----- SELECTED EXTRACT -----

It sounds like nothing you have done in the past 5 years has amounted to anything, so a good policy would be to stop doing those things. If money is a problem, it's pretty dumb to live in a country where you can't speak the language and the work environment is so much for you that you need to get your girlfriend to deal with your employer on your behalf.
Your life isn't over, but I think you need professional help and serious life changes.
Also start sleeping. You can't make these kinds of decisions while suffering from nervous exhaustion.
we also talk about other random shit and clown upon each other
You feel isolated and want more friends.
You are unemployed and have no job prospects
You are being evicted
You are depressed
For the first issue reaching out to pa is a start we will accept you. Please observe wheatons law. But you need actual human contact. Look for a club in your area that has similar interests and is English focused.
The second, look for any job. It's easier to find a good job when you have a job. Ones that deal with foreigners will be your best bet.
Your eviction is likely unstoppable, but getting a job will help you in terms of housing.
See a therapist. It will do you some good.
It is not the case that your friends in the U.S. aren't contacting you because they don't really like you. Some people just don't seek out contact from friends on a regular basis. When friendships are no longer facilitated by proximity or habit, this kind of thing happens. You left, while their habits remained unchanged. The fact that they don't reach out and try to Skype you every week is not because they don't care about you, but because they aren't the type of people that go out of their way to keep in touch with remote people they care about. This is more common in introverts, particularly those that might be found posting in gaming forums. This is me, your friends, and probably you if you were in a healthier social situation. For the 5 years before my wedding, the person I asked to be my best man was someone I saw maybe once or twice a year, and maybe once spoke on the phone, and that was probably to coordinate before a reunion/wedding. He lived in another city and neither he nor I are the type of people that just call each other randomly. This doesn't mean we didn't care for each other. We just had new lives, new exigent situations to deal with, new distractions. When we did see each other. it was as if nothing had changed. He was, is, and will probably always be, my best friend, even though we rarely communicate.
Your friends have no idea what you're going through because you aren't telling them. You aren't going to scare them away, and if they're friends worth keeping, they will be there for you now. Either way, you need to look for a more proximate solution in Japan if you don't have the money/desire to go back to the States. I guarantee there are people there that you are compatible with (how to find them is another matter on which I'm not sure I can be of much help, though it's probably not all that different from the states - find groups that meet based on interests).
You also need to talk to your girlfriend about what you're going through. Worrying about whether or not she still wants to be with you is just as bad if not worse than actually being alone, and it's pretty unlikely that sharing your feelings is going to scare away the person that's stood by you through all the things you describe in your post.

----- GIVEN DATA -----

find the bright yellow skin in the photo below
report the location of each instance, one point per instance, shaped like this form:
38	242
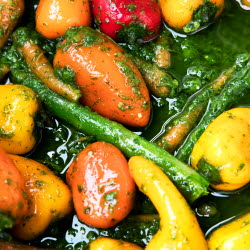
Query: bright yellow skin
179	13
234	235
49	198
112	244
18	106
225	144
246	2
179	228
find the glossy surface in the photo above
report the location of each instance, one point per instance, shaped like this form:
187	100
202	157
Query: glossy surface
109	243
225	145
233	235
113	16
49	198
177	14
179	228
110	82
12	192
102	187
54	17
18	107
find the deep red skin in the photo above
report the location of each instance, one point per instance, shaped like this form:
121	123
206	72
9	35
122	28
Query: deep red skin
108	12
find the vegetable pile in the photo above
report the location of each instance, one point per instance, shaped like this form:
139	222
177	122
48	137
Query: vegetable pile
123	124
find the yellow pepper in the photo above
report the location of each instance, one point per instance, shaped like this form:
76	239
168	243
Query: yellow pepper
234	235
178	14
179	228
222	151
112	244
48	196
18	106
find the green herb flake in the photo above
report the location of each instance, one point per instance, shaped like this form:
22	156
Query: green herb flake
110	196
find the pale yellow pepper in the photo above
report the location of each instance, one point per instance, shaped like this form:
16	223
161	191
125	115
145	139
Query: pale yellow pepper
234	235
225	147
112	244
48	196
18	107
179	228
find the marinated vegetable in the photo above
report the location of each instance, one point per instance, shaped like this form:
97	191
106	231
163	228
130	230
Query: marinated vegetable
222	152
176	217
232	235
177	130
19	106
108	243
40	65
49	198
54	17
13	199
11	11
103	189
189	182
191	15
128	20
235	88
110	82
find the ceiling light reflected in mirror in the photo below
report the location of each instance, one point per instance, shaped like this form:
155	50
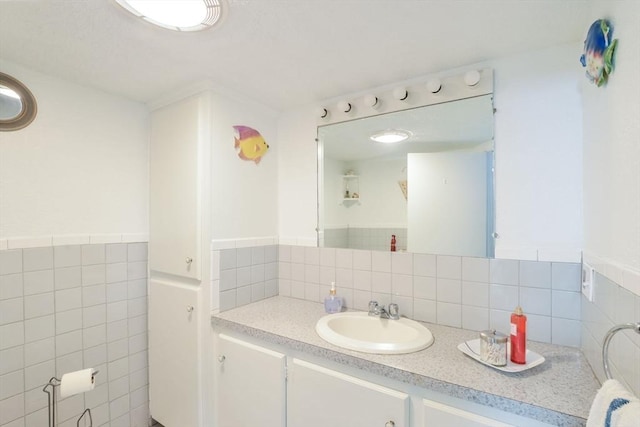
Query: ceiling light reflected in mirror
391	136
177	15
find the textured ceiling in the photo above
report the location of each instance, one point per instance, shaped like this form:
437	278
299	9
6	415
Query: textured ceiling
282	53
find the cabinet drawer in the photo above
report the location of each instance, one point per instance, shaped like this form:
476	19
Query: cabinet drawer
319	397
438	415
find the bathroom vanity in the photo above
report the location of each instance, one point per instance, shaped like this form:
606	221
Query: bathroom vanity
271	364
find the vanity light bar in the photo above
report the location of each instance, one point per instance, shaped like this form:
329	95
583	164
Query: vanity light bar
471	80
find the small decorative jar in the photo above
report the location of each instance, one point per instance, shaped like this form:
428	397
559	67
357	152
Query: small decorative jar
493	347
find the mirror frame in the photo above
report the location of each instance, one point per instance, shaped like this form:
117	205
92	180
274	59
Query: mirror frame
29	105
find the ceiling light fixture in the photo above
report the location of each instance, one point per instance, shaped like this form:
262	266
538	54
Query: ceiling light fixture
177	15
322	112
390	136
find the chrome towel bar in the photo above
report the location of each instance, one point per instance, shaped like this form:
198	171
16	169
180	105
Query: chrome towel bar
607	338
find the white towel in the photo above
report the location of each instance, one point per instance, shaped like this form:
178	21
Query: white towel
614	406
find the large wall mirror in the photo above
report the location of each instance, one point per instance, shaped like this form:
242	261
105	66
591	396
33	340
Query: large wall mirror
18	106
433	191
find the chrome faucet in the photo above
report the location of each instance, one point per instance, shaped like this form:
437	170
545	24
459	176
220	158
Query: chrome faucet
378	310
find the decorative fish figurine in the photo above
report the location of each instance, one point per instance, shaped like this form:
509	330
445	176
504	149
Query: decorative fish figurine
249	143
598	52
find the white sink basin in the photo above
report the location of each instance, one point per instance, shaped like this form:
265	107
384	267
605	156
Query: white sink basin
371	334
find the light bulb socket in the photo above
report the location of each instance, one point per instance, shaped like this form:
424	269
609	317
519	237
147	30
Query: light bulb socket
434	85
472	77
400	93
372	101
344	106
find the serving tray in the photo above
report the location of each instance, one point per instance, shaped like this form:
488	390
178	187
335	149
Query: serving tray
472	349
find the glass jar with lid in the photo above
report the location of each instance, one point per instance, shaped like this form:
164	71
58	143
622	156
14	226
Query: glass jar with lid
493	347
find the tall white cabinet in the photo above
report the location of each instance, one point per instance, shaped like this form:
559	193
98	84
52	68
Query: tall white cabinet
179	262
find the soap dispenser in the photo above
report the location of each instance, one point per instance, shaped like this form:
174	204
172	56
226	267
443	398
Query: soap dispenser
332	303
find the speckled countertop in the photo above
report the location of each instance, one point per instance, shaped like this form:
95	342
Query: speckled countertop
558	392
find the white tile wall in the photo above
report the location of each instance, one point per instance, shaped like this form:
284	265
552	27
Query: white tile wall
612	305
67	307
250	274
473	293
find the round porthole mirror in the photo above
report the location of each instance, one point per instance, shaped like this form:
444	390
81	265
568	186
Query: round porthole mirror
18	106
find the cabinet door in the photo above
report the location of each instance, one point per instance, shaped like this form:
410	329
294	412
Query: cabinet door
174	208
320	397
438	415
174	374
251	385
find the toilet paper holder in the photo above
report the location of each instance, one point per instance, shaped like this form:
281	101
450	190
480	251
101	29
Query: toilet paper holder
51	398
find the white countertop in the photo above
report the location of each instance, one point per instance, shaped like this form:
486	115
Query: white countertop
558	392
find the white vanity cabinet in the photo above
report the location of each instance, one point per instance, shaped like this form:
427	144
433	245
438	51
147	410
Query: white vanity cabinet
271	386
251	387
319	397
437	415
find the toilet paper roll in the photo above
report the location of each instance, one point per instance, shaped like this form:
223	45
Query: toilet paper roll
77	382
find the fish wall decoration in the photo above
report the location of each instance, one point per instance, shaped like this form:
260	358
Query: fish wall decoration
598	52
249	144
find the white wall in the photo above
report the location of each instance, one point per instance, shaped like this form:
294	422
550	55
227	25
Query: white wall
244	194
612	154
297	177
448	204
79	169
538	135
612	148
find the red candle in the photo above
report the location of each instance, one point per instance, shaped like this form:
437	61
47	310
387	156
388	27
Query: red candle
518	337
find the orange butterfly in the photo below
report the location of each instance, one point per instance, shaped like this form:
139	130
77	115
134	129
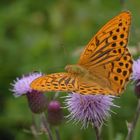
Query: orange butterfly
104	66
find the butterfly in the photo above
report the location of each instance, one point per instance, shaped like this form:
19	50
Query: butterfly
104	66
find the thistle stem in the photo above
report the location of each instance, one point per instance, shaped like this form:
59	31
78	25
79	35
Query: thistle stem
46	126
57	134
131	126
97	133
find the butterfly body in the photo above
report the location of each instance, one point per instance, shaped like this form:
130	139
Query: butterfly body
104	66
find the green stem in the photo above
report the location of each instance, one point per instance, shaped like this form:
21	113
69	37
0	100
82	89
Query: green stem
131	126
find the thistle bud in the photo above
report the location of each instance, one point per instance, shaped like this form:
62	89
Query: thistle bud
55	114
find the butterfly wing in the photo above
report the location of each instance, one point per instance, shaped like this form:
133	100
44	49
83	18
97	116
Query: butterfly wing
67	83
106	53
55	82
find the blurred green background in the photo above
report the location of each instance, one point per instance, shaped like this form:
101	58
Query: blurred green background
46	35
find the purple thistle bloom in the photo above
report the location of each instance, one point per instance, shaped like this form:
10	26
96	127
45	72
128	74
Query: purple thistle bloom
36	100
136	70
136	77
22	85
55	114
94	109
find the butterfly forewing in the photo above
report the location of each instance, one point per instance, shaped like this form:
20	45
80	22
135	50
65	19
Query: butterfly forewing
109	42
106	60
106	55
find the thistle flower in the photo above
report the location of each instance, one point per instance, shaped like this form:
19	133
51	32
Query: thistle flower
136	77
136	70
94	109
55	114
36	100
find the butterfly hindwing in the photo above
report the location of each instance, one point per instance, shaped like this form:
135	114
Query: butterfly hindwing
54	82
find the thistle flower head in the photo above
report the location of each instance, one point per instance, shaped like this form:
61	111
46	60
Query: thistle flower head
22	85
136	77
36	100
87	109
136	70
55	114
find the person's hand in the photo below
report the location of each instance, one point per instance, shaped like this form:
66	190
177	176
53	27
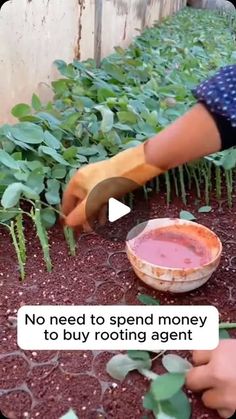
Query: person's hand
116	177
215	374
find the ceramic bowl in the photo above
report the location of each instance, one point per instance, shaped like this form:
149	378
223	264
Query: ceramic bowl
174	280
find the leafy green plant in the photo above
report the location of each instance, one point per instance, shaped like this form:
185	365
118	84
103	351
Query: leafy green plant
98	111
165	397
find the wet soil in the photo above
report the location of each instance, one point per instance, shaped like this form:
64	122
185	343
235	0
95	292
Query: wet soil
45	384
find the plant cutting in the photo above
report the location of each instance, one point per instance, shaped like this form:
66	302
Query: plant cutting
97	112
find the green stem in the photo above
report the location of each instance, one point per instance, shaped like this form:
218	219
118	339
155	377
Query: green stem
17	249
218	183
42	235
70	240
227	325
168	188
21	236
182	185
175	182
148	374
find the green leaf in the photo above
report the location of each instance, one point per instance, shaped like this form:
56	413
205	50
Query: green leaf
167	385
88	151
205	209
178	407
8	215
224	334
69	415
52	153
27	132
147	300
131	144
48	217
139	355
51	141
229	162
59	171
36	103
52	195
35	180
176	364
115	71
8	161
13	192
107	118
120	365
186	215
127	117
70	153
21	110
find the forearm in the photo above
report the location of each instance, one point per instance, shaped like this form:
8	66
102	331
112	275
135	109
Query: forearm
190	137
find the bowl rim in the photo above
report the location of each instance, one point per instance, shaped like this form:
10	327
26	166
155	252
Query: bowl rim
186	270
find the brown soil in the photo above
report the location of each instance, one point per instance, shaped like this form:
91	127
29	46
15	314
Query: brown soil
44	384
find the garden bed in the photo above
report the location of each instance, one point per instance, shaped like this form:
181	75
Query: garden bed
41	384
97	112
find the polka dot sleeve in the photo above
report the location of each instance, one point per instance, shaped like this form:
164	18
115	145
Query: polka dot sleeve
218	94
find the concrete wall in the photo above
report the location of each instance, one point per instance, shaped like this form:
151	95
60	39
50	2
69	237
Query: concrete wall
34	33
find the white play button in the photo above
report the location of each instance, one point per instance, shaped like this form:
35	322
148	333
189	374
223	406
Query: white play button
116	210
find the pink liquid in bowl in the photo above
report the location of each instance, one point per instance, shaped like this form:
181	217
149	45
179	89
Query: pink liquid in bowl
171	249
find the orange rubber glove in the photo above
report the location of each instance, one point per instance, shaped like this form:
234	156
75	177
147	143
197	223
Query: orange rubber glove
128	165
192	136
215	375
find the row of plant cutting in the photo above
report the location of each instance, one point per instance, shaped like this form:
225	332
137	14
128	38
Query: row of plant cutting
98	111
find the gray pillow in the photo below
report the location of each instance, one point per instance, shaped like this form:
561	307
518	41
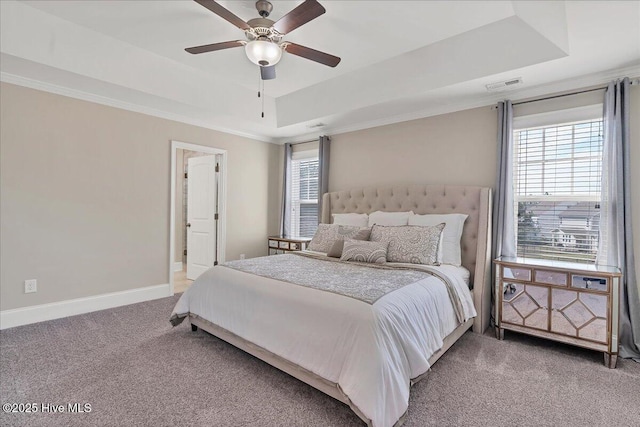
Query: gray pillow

-----

*WHAT YOU WILL DO*
Reproduce the forum advice from "You are unemployed" up to and including "is English focused.".

*RESULT OF THE TASK*
You are unemployed and have no job prospects
You are being evicted
You are depressed
For the first issue reaching out to pa is a start we will accept you. Please observe wheatons law. But you need actual human contact. Look for a club in your area that has similar interests and is English focused.